WORK INSTRUCTIONS: Copy out the line bearing "# tag a point" and all the lines after it, to the very end of the material below, exactly as written.

■ ■ ■ ■ ■ ■ ■

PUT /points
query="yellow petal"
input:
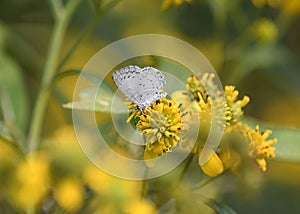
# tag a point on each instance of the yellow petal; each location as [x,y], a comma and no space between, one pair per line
[213,166]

■ ■ ■ ■ ■ ■ ■

SOLUTION FOR THIS EXERCISE:
# tag a point on each instance of the yellow petal; each location as [x,y], a comma and no space between, one pair per line
[213,166]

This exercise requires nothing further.